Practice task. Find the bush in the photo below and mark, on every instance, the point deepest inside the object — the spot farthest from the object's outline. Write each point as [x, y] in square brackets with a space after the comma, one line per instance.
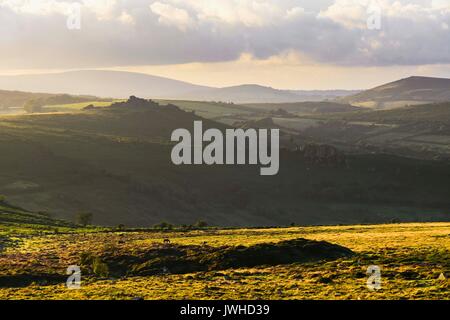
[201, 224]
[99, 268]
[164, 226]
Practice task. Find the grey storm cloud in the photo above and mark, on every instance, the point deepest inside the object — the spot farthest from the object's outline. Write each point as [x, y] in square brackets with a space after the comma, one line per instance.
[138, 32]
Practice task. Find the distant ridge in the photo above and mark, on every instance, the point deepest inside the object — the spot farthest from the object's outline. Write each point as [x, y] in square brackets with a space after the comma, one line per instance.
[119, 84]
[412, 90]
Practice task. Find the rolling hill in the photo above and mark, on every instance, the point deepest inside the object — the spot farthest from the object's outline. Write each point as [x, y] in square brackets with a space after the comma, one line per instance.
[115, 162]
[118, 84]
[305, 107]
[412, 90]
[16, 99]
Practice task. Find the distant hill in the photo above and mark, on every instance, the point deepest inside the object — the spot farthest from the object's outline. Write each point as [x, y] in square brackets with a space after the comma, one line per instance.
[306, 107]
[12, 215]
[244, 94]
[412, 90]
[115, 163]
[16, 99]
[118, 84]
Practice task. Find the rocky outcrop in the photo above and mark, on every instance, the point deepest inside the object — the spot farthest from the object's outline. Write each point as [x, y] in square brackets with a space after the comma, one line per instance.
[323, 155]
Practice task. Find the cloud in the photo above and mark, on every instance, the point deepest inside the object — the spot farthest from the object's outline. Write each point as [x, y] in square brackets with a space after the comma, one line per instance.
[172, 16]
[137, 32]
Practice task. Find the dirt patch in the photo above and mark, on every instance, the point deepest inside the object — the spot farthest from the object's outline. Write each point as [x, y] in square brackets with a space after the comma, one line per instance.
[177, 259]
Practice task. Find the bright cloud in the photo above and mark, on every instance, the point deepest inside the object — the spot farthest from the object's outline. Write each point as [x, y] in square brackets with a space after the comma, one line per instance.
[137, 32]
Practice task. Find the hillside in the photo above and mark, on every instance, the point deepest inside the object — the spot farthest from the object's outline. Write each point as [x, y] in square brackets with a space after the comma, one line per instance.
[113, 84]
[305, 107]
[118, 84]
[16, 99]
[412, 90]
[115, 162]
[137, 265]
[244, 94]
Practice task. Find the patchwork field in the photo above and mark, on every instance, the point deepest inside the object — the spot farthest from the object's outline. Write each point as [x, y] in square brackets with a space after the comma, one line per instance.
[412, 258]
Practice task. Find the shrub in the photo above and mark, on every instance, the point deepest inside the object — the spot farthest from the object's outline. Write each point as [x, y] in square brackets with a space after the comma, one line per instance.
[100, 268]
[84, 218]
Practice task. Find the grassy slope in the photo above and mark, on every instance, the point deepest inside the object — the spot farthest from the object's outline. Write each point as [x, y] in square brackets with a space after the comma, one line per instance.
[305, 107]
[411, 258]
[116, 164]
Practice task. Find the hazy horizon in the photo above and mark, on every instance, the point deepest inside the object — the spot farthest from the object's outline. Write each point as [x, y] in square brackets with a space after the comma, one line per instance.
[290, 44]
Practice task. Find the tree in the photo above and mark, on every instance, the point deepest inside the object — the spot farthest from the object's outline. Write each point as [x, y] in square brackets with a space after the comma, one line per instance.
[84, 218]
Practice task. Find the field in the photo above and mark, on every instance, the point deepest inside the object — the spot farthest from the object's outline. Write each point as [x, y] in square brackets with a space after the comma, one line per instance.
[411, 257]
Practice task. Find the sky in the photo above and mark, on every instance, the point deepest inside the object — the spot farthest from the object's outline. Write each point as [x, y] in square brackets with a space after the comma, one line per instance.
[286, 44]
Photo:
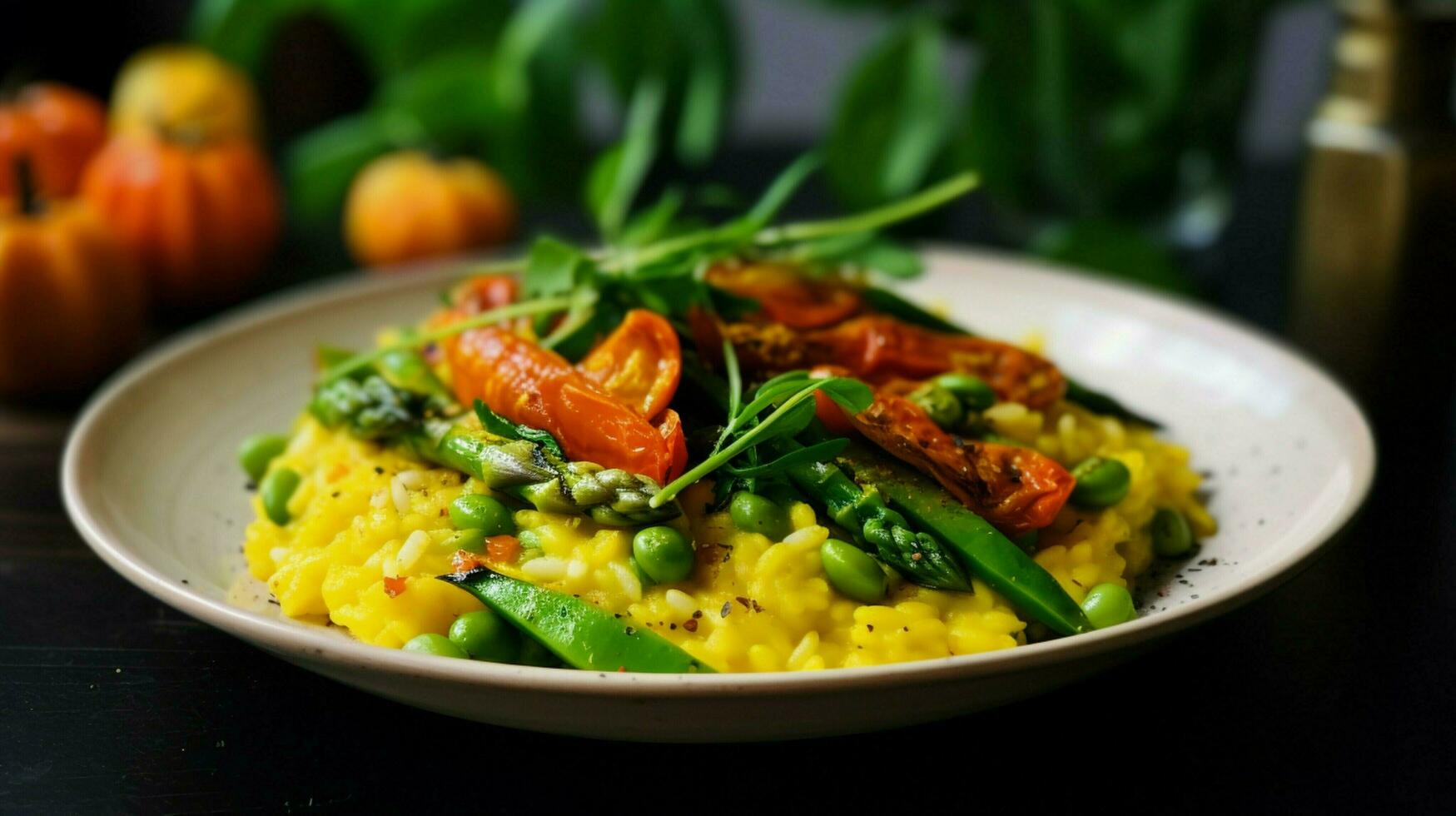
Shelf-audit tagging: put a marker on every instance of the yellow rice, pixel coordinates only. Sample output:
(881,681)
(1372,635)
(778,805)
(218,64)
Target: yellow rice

★ ★ ★ ★ ★ ★ ★

* **Your instructions**
Please repeat all of the data exactly as it stands, leaving the pictures out.

* **Answer box**
Practice task. Find the bush in the photo below and mark, on every instance, the point deepest inside the object — the spot farthest from the object's outline. Write each point as [x, y] in square brackets with a space after the comma, one line per instance.
[201, 224]
[99, 268]
[164, 226]
Practice task. Find the grey storm cloud in the photo above and mark, on every instance, the point deepest inside the object — the spot farthest from the object's outline. Write each point as [x, y] in square brackets with a space after the comma, one line per instance.
[138, 32]
Practice task. Find the distant ridge in the photo above and mark, on every instance, the point deepest inside the object — the spot farthest from the object's outline. Write each point as [x, y] in square brackets with a space after the comma, one line per instance.
[119, 84]
[412, 90]
Practice task. Find the rolling hill in the photo above and mark, on every instance, the point deepest inside the object — the spot farthest from the object's outline. Write each point as [x, y] in square brackets with a space after the comma, one line per instance.
[115, 162]
[118, 84]
[305, 107]
[412, 90]
[16, 99]
Practice task. Find the distant hill in the photo above and mark, on every instance, the point deepest inside the object — the spot farthest from the object's outline. Write each point as [x, y] in square brackets with a space after the comma, one line per instance.
[306, 107]
[12, 215]
[244, 94]
[412, 90]
[115, 163]
[16, 99]
[118, 84]
Practice task. Find the rocky outcrop in the photo above and mark, on every instance, the point deepest inside the object — the spot farthest from the object's outline. Write each point as [x, y] in square brackets with a space after the comma, one line per instance.
[323, 155]
Practice task. Find the cloud in the photo above and mark, on every instance, the point deepest inside the object — the spot farthest from the object's outline. Write each point as [x, y] in square brackets with a space after the comma, one line per instance.
[172, 16]
[137, 32]
Practice task. Find the dirt patch in the photo above and mark, on every instance, the point deepest inside the object — the spot farthest from the object's outline. Write each point as [x, y] in square brackets with a space after the comma, one line per instance.
[177, 259]
Practice task. Find the bright cloud in the photo above and mark, on every instance, the point deepest inside the object — the spot farthest from the object's outline. Write each point as [x, y] in square brackets with a space after the comma, one line per instance.
[137, 32]
Practice task. Find the hillside in the photo above and mark, on every instance, the point deepest inside the object — the spot farthest from the object's outline. Write each point as [x, y] in square brackets with a space after the comma, one line per instance.
[113, 84]
[305, 107]
[118, 84]
[16, 99]
[412, 90]
[115, 162]
[137, 265]
[244, 94]
Practice task. Find the patchwork field in the photo above and mark, on every instance, the point deepest inside the object — the spot farthest from the object's outline. Write each point as [x, y] in square brackets with a space after the comma, one line per instance.
[412, 258]
Practice task. Find the shrub in the photo above and mark, on every instance, the point deepest inside the object — the spot farthest from the object's outline. Write each point as [x, y] in square brackets with a space after the comma, one line per instance.
[100, 268]
[84, 218]
Practice task. Find the grassy slope in the photo above and mark, on every instance, the point deepest inside the object — the spot farthest from the object's outline. Write each point as [x, y] in square brackets with a space after the comma, one line per instance.
[305, 107]
[411, 258]
[116, 164]
Practice task. Find the hazy horizon in the photo above and mark, on every instance, the point deepest inside the object — the spot farthest from the object's outline. Write each point as [x, y] in square brackets with a space after the comma, one line per instance.
[290, 44]
Practice task. Find the tree in the photo above and mark, on every instance, the point deepest inside the object — the spot farthest from the object's outline. Write each point as [x, y] in square brackets with a space after the comma, one line per instance.
[84, 218]
Practice task. Find the field in the photo above and mark, on every instance, the point deepest inside the object — the spot farthest from the object's outline. Write each point as [x, y] in square brackets with a space after the comma, one line per instance.
[411, 257]
Practice task. Find the sky in the photo above and mark, on every instance, the point deepest inside the object — the spot farthest from the object's outline. Write each point as [x, y] in square brackets with a space after the comma, one line per instance.
[286, 44]
Photo:
Shelf-audit tagging: put a marker on every instance of the yellow rice, pixel coordinates only. Sample output:
(881,681)
(1372,635)
(778,805)
(218,64)
Target: yellow rice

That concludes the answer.